→ **Requirements**:
Rescale the data between the line holding "TARGET = ceiling fan blade" and the end of the data, inclusive. Reproduce only those lines in full, multiplying every coordinate in the answers by 0.75 and rounding to whole numbers, with halves rounded up.

(Extracted records)
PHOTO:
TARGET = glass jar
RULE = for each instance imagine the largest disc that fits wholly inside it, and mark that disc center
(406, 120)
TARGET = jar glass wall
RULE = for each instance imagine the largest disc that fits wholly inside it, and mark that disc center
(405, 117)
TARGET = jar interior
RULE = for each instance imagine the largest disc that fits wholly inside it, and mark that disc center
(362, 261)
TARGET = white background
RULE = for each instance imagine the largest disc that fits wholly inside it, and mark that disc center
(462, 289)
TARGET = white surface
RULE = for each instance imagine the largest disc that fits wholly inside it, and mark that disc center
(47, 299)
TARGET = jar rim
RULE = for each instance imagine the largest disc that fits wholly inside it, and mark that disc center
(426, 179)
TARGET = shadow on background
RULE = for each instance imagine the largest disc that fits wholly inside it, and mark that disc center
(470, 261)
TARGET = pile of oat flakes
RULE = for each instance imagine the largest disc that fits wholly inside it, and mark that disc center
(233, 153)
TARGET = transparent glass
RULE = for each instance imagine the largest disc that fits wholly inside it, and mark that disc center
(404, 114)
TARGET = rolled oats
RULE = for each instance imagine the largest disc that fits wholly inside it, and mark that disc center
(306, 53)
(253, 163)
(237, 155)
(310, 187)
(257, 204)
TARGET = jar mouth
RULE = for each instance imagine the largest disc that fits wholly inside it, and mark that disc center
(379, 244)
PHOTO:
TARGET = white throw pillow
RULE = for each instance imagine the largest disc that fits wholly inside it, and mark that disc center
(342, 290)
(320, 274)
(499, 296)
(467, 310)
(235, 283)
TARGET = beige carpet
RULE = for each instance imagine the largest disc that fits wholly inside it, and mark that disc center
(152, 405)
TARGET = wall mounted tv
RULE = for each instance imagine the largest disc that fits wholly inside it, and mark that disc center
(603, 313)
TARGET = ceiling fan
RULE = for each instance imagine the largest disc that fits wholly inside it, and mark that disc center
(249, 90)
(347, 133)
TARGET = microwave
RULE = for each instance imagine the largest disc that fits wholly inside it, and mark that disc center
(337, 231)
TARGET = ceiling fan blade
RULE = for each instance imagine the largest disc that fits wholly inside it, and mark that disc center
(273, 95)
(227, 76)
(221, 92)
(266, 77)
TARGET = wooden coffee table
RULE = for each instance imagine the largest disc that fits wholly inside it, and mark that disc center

→ **Finished task**:
TARGET = ceiling fan blade
RULE = for each instance imagine the largest disc that fits wholly inside it, and mark that disc center
(205, 71)
(170, 57)
(166, 69)
(200, 58)
TARGET = wooden coffee table
RULE = for each instance imagine the largest disc that fits wholly inside it, and mark that disc center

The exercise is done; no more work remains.